Directives.
A. Rework the Les Miserables review between "For nearly two" and "live’ complete garbage.", inclusive, and swap every "interviews" for "press appearances".
B. Using the Les Miserables review, answer these questions:
(i) For how long has the writer been unable to escape promotional interviews for the film?
(ii) Which actor does the review say cannot sing?
(iii) What is the name of the song in which Crowe confronts Jean Valjean?

Passage provided.
^^^^^^^^

You have no rights. Come with me 24601… Les Mis is just so awful #review

Talk about hype.

For nearly two months, I have been unable to escape promotional interviews for Les Miserables.  There were interviews comparing the real-life Hugh Jackman to Jean Valjean. Jackman, it seems, has adopted a child and that’s totally like Valjean!  There were whispers of awards for how great the acting was in a film which nobody had yet seen!  There were snippets of song snuck on to YouTube in which the die-hard fans would bask and opine that this was going to be a turning point in the musical-to-film genre.

It’s complete garbage.

Like ‘There were times when I lost the will to live’ complete garbage.

There are two major problems with the film.  The first is Russell Crowe.  Russell Crowe cannot sing.  Russell Crowe sound like a foghorn when he sings and looks like Foghorn Leghorn when he tries to move his face.  And it’s difficult to tell precisely how self aware Crowe is about his severe lack of talent.  Warbling like he has the mumps, Crowe confronts Jean Valjean confrontationally in a confrontational song called ‘Confrontation’.

Here’s Jason Segal and Neil Patrick Harris having a crack at it:

Even though they’re doing it for laughs, there’s still some tension.  NPH makes a menacing Javert.  But even when it’s done for realsies, you can get some major passion in the scene:

Oooooh.  Javert with so much passion that he even spits a bit.  That’s a little bit gross.

^^^^^^^^

Extracted records:
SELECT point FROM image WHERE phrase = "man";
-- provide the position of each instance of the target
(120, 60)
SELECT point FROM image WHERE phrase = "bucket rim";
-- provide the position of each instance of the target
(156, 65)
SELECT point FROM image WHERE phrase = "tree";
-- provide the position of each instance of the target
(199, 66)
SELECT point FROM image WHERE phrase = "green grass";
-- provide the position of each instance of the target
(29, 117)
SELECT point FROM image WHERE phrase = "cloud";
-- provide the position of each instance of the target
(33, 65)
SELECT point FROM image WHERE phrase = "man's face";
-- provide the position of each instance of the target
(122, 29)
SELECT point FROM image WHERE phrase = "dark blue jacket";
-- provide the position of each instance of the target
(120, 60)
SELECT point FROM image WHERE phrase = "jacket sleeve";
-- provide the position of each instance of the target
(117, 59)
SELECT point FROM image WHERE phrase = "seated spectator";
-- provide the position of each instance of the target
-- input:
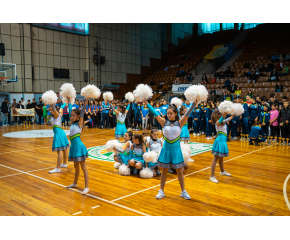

^^^^^^^^

Solution set.
A.
For nearly two months, I have been unable to escape promotional press appearances for Les Miserables.  There were press appearances comparing the real-life Hugh Jackman to Jean Valjean. Jackman, it seems, has adopted a child and that’s totally like Valjean!  There were whispers of awards for how great the acting was in a film which nobody had yet seen!  There were snippets of song snuck on to YouTube in which the die-hard fans would bask and opine that this was going to be a turning point in the musical-to-film genre.

It’s complete garbage.

Like ‘There were times when I lost the will to live’ complete garbage.

B.
(i) For nearly two months.
(ii) Russell Crowe.
(iii) 'Confrontation'.